> [GOAL]: Can you lay out the records below as a Markdown table with the columns "Number" and "Line", beginning at the line that contains "Please identify the chrome" and continuing through the end of the records, with blank lines left out?

[Dataset excerpts on object pointing]
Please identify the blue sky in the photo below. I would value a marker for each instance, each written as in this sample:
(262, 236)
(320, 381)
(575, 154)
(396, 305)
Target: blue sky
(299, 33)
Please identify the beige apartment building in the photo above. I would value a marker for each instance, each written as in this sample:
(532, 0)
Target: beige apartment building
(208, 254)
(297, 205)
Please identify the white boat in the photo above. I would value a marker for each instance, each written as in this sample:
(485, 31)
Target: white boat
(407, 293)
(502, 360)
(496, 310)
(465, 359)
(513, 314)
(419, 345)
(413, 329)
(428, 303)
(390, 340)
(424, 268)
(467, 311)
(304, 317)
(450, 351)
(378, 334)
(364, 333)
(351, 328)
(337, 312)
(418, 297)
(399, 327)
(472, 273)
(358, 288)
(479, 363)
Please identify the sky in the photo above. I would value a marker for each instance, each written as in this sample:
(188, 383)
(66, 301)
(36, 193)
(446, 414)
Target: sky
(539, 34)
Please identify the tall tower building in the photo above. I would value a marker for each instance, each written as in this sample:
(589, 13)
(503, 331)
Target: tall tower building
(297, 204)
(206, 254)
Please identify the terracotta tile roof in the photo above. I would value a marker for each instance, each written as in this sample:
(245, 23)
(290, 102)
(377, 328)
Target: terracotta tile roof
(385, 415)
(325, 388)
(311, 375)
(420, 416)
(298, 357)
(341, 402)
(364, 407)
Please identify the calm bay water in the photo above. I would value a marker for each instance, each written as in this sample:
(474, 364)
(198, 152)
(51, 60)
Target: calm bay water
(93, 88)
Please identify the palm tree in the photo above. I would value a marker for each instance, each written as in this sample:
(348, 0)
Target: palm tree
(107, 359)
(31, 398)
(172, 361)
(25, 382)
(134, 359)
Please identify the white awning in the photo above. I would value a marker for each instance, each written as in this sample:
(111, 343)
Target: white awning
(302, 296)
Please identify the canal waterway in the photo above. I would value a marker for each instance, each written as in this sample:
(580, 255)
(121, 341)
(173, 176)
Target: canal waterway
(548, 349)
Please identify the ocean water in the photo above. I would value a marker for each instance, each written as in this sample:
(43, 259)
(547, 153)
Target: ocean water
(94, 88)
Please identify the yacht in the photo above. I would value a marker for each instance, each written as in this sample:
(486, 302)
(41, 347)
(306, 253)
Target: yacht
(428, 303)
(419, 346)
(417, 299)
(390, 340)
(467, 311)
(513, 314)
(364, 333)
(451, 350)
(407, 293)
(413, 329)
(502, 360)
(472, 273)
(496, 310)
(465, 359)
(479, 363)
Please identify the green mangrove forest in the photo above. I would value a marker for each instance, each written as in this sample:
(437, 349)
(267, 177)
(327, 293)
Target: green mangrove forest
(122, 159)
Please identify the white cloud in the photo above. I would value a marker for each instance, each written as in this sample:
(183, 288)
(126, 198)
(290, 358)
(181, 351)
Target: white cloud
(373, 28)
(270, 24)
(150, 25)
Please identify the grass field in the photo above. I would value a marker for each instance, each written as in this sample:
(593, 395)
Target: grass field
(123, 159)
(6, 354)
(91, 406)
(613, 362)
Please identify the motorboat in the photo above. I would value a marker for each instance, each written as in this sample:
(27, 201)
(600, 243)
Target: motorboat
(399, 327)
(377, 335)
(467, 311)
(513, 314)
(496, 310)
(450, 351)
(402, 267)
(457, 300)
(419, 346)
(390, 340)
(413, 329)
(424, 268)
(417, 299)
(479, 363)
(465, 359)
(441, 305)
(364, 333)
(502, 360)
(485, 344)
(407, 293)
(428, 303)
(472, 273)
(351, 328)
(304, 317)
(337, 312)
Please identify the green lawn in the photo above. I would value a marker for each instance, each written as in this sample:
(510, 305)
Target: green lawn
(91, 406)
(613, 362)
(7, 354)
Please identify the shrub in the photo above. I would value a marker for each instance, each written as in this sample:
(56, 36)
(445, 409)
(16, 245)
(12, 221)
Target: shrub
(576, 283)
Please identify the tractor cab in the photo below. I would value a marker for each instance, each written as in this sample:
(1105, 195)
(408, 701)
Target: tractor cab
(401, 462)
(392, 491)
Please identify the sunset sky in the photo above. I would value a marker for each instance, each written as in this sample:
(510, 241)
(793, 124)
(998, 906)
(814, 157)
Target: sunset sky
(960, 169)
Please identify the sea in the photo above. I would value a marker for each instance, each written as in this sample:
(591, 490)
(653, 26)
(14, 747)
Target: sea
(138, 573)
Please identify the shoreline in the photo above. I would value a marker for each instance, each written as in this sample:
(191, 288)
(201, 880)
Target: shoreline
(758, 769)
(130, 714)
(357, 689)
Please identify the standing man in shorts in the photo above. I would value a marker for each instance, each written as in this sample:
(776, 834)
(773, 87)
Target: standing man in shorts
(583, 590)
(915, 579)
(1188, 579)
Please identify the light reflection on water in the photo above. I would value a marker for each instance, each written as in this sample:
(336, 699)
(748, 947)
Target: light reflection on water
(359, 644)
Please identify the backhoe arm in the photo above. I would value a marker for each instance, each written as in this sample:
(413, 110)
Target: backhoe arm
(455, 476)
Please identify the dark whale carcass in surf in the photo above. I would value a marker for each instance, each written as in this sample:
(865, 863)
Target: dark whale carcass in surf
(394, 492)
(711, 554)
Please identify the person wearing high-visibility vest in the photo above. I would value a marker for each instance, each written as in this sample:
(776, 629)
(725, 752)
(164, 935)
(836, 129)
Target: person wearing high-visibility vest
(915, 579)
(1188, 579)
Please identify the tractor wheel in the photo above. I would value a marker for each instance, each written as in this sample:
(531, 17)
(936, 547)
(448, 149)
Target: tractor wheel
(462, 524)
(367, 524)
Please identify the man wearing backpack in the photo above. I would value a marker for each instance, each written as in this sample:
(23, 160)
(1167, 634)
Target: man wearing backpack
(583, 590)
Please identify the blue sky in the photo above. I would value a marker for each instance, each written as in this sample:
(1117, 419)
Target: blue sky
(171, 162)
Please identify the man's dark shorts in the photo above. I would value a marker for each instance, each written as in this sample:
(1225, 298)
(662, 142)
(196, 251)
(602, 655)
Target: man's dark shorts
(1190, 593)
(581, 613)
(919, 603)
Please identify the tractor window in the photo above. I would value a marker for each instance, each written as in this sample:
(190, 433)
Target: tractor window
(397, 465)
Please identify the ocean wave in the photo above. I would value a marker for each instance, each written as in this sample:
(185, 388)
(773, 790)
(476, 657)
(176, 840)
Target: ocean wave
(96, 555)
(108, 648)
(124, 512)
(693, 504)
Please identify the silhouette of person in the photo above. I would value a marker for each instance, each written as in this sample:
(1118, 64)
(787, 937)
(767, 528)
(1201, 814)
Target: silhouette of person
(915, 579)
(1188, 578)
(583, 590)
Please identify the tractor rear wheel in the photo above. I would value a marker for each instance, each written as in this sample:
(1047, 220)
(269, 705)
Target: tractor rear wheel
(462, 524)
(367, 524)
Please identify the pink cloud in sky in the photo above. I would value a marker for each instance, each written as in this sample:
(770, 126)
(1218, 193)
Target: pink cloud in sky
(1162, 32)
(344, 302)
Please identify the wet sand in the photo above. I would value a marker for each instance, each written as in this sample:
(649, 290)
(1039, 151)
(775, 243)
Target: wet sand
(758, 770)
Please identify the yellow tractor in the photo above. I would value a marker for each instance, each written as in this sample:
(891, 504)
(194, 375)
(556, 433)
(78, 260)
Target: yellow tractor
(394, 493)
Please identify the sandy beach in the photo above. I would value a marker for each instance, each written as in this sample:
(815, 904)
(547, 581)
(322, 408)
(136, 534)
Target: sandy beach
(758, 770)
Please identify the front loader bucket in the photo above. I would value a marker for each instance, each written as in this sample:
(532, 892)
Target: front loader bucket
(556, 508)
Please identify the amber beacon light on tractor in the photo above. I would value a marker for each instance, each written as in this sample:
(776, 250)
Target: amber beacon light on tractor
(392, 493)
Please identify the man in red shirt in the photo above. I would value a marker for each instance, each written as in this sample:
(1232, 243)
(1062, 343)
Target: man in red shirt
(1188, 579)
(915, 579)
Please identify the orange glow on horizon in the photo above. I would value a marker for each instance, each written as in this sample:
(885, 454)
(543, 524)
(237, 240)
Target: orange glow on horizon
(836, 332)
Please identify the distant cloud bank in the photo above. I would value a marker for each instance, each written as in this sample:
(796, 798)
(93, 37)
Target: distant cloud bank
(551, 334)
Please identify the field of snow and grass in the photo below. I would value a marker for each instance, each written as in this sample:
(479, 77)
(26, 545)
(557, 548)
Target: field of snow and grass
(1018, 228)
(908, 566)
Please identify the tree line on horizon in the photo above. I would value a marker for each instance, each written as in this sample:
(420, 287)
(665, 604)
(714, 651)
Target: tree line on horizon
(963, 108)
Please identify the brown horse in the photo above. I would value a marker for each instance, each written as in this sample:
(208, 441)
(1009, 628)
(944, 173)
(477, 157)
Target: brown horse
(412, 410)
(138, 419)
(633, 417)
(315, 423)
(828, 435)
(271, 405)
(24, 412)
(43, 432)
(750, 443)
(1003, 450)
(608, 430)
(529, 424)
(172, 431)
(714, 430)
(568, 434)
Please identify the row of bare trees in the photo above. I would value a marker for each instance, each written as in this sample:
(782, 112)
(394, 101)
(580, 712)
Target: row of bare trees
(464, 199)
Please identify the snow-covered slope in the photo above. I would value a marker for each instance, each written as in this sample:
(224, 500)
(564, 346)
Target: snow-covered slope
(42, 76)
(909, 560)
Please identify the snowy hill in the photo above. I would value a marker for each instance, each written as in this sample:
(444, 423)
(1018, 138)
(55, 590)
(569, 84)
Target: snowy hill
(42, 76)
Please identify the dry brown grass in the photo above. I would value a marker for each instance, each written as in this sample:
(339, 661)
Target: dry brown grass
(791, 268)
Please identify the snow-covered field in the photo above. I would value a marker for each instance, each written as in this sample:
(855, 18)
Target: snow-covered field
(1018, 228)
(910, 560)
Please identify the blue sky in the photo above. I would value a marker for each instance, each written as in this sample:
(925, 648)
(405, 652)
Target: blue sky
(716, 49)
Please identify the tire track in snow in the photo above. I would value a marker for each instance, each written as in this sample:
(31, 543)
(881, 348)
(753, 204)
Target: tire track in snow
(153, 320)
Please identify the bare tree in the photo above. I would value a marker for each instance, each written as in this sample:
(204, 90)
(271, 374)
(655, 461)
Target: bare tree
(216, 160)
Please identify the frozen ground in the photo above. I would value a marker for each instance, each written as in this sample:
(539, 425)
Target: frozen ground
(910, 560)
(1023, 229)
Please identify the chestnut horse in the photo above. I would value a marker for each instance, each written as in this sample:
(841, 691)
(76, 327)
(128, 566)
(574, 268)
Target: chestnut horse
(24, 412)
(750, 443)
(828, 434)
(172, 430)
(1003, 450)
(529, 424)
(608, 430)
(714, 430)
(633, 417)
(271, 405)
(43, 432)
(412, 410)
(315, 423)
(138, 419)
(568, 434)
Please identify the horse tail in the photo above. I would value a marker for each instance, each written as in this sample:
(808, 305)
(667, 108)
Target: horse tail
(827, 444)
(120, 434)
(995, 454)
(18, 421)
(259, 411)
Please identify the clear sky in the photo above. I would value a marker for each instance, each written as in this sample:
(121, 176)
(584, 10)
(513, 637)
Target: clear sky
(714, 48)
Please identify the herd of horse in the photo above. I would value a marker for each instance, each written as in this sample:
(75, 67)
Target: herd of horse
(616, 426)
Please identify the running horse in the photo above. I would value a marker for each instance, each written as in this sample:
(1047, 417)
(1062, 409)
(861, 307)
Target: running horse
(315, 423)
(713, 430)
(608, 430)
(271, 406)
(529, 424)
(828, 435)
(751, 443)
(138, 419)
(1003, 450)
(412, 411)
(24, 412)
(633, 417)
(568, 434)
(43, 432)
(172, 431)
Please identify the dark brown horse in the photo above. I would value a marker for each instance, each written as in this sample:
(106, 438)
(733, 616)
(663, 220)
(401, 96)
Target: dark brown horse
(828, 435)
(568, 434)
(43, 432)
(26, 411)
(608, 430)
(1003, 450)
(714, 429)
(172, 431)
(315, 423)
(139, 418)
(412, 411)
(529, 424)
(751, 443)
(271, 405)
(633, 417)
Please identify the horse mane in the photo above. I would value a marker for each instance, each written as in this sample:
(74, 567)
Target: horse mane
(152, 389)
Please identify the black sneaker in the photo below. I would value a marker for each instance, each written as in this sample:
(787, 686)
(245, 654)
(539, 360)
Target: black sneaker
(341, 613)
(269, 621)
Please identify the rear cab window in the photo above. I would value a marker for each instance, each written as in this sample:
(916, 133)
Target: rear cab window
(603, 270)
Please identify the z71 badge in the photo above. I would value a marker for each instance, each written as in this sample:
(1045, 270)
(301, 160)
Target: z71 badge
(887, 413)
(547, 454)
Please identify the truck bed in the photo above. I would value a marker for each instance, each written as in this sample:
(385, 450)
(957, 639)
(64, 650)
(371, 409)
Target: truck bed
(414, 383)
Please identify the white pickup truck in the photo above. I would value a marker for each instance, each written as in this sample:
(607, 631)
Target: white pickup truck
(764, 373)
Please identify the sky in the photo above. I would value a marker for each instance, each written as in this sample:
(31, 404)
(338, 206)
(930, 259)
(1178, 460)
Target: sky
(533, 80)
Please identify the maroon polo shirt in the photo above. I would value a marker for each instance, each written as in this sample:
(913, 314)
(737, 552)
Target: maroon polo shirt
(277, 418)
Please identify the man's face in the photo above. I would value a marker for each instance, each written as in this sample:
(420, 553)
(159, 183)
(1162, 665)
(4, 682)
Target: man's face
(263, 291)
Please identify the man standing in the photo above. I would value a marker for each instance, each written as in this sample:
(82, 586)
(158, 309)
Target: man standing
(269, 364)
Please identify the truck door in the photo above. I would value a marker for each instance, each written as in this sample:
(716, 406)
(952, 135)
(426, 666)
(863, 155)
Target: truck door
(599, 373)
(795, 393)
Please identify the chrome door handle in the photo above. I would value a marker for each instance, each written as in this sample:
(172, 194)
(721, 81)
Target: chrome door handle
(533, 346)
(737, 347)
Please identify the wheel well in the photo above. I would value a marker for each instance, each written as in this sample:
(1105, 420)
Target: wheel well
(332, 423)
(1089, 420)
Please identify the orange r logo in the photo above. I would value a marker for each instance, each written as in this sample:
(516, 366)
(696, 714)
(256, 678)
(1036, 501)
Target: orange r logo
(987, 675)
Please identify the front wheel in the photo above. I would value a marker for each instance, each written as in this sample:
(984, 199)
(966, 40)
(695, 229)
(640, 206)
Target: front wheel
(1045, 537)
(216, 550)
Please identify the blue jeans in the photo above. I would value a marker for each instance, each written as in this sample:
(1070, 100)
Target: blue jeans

> [RESPONSE TO THIS EXERCISE]:
| Number | Line |
|---|---|
| 1 | Please identify the chrome door handle in the photo above. I would value a marker for each instance, each written as in this sample: |
| 2 | (172, 194) |
| 3 | (721, 81) |
| 4 | Target: chrome door handle |
| 5 | (533, 346) |
| 6 | (737, 347) |
| 7 | Please identify the wheel well in the photo above. I would value a marker for each instance, each written as in this sample: |
| 8 | (1105, 420) |
| 9 | Target: wheel well |
| 10 | (332, 423) |
| 11 | (1089, 420) |
| 12 | Please identify the orange r logo in the photo above. I would value a marker for each instance, each written as in this sample: |
| 13 | (516, 366) |
| 14 | (696, 714) |
| 15 | (256, 678) |
| 16 | (1036, 501) |
| 17 | Target: orange r logo |
| 18 | (987, 675) |
| 19 | Please identify the front wheel in the photo above. I would value a marker for each instance, each written as in this sample: |
| 20 | (984, 199) |
| 21 | (966, 40) |
| 22 | (695, 229) |
| 23 | (640, 206) |
| 24 | Target: front wheel |
| 25 | (1045, 537) |
| 26 | (216, 550) |
| 27 | Please identify the blue jeans in the photo above. I would value a marker for each instance, each written as in this sample: |
| 28 | (1070, 100) |
| 29 | Target: blue jeans |